_OPDRACHT A_. Herhaal uitsluitend de vermeldingen vanaf de regel met "Identify one point on each instance of the woman's right" tot en met het einde van de vermeldingen, inclusief de opdrachtregels. Verhoog elke coördinaat in de antwoorden met 105 en laat de opdrachtregels ongewijzigd.

Pasen, het leven, vieren we echt als we dat visioen
van Jezus nog met Hem mee willen dromen. En bereid zijn uit die droom te leven:
dat visioen waar maken in wat als taak of opdracht op onze weg komt. Samen met wie we tegen komen op die
levensweg.
Dat vieren we elke dag als we ons verheugd
verwonderen om de kracht van wat wij, gewone mensen, kunnen opbrengen in dienst
van elkaar en van een betere wereld.
Dat vieren we in verwondering om wat onze liefde,
ons doen, ons dragen, ons bidden vermag. In gezin en religieuze gemeenschap, in
kerk en wereld. Onze kracht: Gods gave.
Dankbare verwondering ook omdat we telkens weer de kracht vinden om vol te houden, om staande
te blijven. Om te blijven geloven in Gods goedheid. In de mens die bereid is
medemens te zijn. In een betere wereld. Tegen alle cynisme en ontmoediging in.
Zo de weg van Christus gaan, die verrezen is. Met Hem als gezel. Altijd
weer naar Pasen toe.
Zalig Pasen.
Piet
Kramer, m. afr.
Van de
vergader tafel
Op de vergadering van de Europese provinciaals die gehouden werd in
Parijs van 19-20 Januari werd
uitgebreid gesproken of het wenselijk is om tot één Europese provincie te
komen. En hoe dat dan moet gaan.
Allereerst kwamen de reacties op dit idee van de
verschillende postkapitulaire vergaderingen ter tafel. Die benadrukten de
noodzaak om de confraters te raadplegen en allen de kans te geven om hun ideeën over de wenselijkheid en de
modellen van een Europese Provincie
naar voren te brengen. Men wilde meer helderheid over de voorstellen. Daarbij
werd wel benadrukt dat het subsidiariteitsbeginsel heel belangrijk zou zijn
voor het goed functioneren van zo ‘n provincie: Alles wat plaatselijk beter
geregeld kan worden moet ook plaatselijk
geregeld blijven, en plaatselijk betekent dan: op het niveau van de vroegere provincies
en als taken voor degenen die voor die vroegere provincies verantwoordelijk
blijven, namelijk de sector en de sector verantwoordelijke. Die taken en
bevoegdheden moeten niet worden opgeslokt door de bovenlaag: de ene Europese
provinciaal en zijn staf en/of Raad.

_OPDRACHT B_. Kopieer letterlijk het deel van het fragment dat begint bij de woorden "Dat vieren we in" en eindigt na "kracht: Gods gave.".

_GEGEVEN VERMELDINGEN_.

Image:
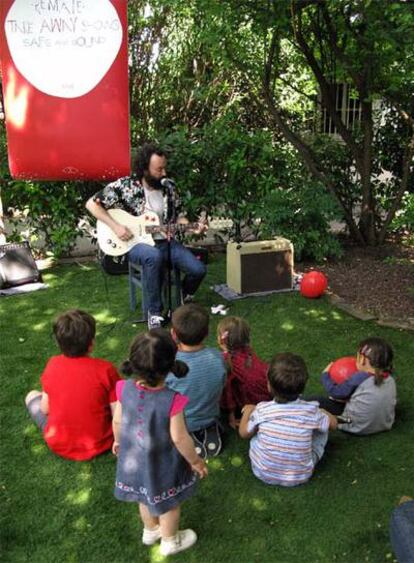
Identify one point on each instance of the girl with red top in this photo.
(74, 408)
(247, 374)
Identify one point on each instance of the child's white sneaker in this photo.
(149, 537)
(182, 540)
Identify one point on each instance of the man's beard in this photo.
(153, 182)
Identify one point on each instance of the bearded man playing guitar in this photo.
(141, 194)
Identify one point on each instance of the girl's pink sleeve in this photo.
(178, 405)
(118, 388)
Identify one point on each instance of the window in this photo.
(348, 108)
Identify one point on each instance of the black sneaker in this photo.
(155, 321)
(213, 443)
(199, 438)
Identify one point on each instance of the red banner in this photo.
(65, 87)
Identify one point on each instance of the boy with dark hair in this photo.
(74, 408)
(288, 434)
(204, 382)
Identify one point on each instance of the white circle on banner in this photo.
(63, 47)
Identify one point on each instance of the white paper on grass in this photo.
(63, 47)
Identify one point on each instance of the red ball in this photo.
(343, 368)
(313, 284)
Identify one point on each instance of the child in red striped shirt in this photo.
(247, 374)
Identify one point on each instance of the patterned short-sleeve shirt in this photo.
(128, 193)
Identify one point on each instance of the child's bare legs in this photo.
(150, 521)
(32, 401)
(152, 531)
(172, 539)
(169, 522)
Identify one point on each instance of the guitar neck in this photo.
(174, 227)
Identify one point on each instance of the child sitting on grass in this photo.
(247, 374)
(368, 398)
(205, 380)
(157, 463)
(288, 435)
(78, 392)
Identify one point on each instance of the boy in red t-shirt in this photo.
(74, 408)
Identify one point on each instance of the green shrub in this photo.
(302, 214)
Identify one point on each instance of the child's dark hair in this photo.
(380, 356)
(287, 377)
(190, 323)
(152, 357)
(234, 333)
(74, 332)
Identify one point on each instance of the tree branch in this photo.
(407, 164)
(325, 88)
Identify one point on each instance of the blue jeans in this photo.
(402, 532)
(153, 259)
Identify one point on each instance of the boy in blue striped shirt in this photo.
(288, 435)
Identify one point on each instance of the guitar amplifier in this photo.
(257, 266)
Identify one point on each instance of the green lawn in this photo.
(56, 510)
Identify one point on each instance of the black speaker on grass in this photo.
(17, 265)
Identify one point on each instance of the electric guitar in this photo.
(141, 227)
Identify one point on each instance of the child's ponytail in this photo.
(380, 356)
(126, 368)
(152, 357)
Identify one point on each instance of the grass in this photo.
(56, 510)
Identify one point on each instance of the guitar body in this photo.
(140, 226)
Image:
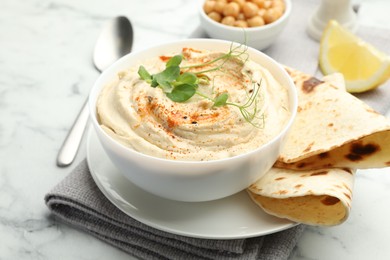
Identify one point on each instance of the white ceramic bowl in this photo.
(257, 37)
(191, 180)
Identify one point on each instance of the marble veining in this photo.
(46, 73)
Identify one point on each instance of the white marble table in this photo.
(46, 74)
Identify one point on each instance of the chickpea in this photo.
(242, 24)
(240, 2)
(250, 9)
(208, 6)
(228, 20)
(261, 12)
(256, 21)
(278, 12)
(215, 16)
(267, 4)
(231, 9)
(241, 17)
(270, 16)
(220, 6)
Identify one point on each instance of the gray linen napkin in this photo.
(79, 202)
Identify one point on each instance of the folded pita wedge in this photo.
(334, 129)
(333, 134)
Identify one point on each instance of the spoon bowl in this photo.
(115, 41)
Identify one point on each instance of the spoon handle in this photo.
(72, 142)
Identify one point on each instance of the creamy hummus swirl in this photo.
(146, 120)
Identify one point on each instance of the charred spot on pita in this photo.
(361, 149)
(323, 155)
(310, 84)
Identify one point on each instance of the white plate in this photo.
(228, 218)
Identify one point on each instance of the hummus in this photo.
(146, 120)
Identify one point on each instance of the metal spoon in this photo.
(115, 41)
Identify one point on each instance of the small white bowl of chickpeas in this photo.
(256, 23)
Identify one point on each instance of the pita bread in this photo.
(334, 129)
(316, 197)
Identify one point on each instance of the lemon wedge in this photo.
(363, 66)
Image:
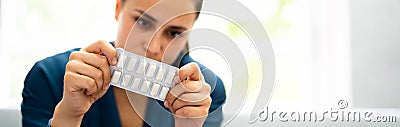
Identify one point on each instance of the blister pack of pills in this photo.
(142, 75)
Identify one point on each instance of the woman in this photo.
(72, 88)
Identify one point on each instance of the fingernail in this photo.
(166, 104)
(114, 61)
(176, 79)
(105, 87)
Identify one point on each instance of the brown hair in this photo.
(199, 5)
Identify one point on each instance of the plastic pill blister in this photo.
(142, 75)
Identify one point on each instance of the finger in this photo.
(192, 111)
(80, 83)
(193, 97)
(180, 103)
(182, 88)
(173, 94)
(190, 71)
(103, 47)
(95, 60)
(87, 70)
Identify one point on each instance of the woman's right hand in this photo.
(87, 77)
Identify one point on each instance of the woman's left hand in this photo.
(190, 99)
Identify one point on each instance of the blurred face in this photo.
(154, 28)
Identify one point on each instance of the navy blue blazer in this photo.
(43, 89)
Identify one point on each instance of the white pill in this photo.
(141, 68)
(154, 89)
(160, 74)
(135, 83)
(151, 70)
(145, 86)
(115, 77)
(131, 64)
(170, 77)
(163, 93)
(125, 81)
(121, 60)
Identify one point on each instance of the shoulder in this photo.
(47, 75)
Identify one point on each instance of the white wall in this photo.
(375, 49)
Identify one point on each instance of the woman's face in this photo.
(156, 27)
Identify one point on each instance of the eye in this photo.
(143, 22)
(174, 33)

_VOLLEDIGE UITVOER A_.
Identify one point on each instance of the woman's right hand in this photo.
(192, 182)
Identify one point on each instance of the woman's left hand in this photo.
(295, 204)
Identify one point on each instance of the blurred face in this photo.
(259, 133)
Identify one point on each instance of the navy blue blazer in this photo.
(148, 194)
Identify one point on each instance of the white pill in this photo.
(246, 173)
(259, 194)
(265, 179)
(240, 188)
(256, 175)
(250, 191)
(220, 182)
(236, 169)
(275, 182)
(268, 198)
(230, 186)
(226, 165)
Identify one point on each instance of the shoulder in this photo.
(152, 180)
Identify one point on each instance of the white wall in this photo.
(480, 154)
Identify one point on each instance of the woman's face in this photo.
(261, 132)
Identify one point on each instance of the eye in this photo.
(248, 127)
(279, 138)

_VOLLEDIGE UITVOER B_.
Dat vieren we in verwondering om wat onze liefde,
ons doen, ons dragen, ons bidden vermag. In gezin en religieuze gemeenschap, in
kerk en wereld. Onze kracht: Gods gave.